[STATED GOAL] Write out, word for word, every line from the one containing "Spot the haze" through the last line of the records below, both ends included.

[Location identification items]
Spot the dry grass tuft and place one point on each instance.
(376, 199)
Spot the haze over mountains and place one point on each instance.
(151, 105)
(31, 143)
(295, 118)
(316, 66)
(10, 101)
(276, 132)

[THE REPLY]
Spot the haze over mountains and place one point on each instance.
(151, 105)
(31, 143)
(295, 118)
(316, 66)
(10, 101)
(276, 132)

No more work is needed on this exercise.